TASK GOAL -
Locate every line in the records below that contains the string "front" and copy each such line in full. Matching is case-sensitive.

RECORDS TO USE -
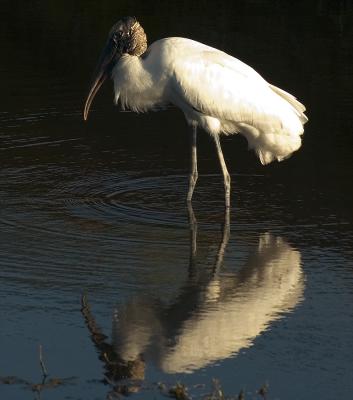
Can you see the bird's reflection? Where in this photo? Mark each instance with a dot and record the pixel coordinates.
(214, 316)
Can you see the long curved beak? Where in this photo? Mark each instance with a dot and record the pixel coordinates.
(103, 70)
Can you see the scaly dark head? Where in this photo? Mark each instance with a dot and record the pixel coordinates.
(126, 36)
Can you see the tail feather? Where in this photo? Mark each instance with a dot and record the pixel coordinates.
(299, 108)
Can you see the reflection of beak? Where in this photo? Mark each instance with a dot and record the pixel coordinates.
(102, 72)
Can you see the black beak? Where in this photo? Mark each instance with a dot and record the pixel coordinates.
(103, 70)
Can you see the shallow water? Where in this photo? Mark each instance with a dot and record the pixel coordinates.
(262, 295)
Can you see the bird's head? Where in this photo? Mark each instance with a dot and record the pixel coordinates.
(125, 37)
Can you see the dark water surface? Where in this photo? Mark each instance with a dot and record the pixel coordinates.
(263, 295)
==
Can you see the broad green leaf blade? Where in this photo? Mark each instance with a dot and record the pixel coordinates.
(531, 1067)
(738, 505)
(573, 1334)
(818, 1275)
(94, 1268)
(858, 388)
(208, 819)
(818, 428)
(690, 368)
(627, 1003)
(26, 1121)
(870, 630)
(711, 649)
...
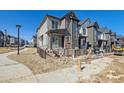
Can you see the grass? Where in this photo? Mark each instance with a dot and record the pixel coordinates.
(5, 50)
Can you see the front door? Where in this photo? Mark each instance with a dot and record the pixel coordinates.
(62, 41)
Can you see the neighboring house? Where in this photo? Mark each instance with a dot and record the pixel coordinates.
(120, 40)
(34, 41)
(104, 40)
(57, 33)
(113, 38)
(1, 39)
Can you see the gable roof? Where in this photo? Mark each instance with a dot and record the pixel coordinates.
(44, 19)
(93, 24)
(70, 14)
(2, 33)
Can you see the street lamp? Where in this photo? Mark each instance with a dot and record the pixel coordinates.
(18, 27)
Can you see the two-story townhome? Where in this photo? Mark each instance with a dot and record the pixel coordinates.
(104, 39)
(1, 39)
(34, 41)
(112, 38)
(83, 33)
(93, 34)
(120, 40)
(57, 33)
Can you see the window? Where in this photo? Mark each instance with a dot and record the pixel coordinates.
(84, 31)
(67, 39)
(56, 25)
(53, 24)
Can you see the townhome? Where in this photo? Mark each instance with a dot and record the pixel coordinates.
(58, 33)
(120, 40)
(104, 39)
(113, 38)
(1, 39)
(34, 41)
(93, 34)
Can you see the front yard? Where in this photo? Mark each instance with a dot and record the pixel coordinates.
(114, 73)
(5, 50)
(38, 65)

RESULT BELOW -
Can you see the front door? Where in this photo? Mark each instance with a dot and record the pixel coordinates.
Can you see the front yard? Where in this photo? Mark each instance with a dot and record the pixel coordinates.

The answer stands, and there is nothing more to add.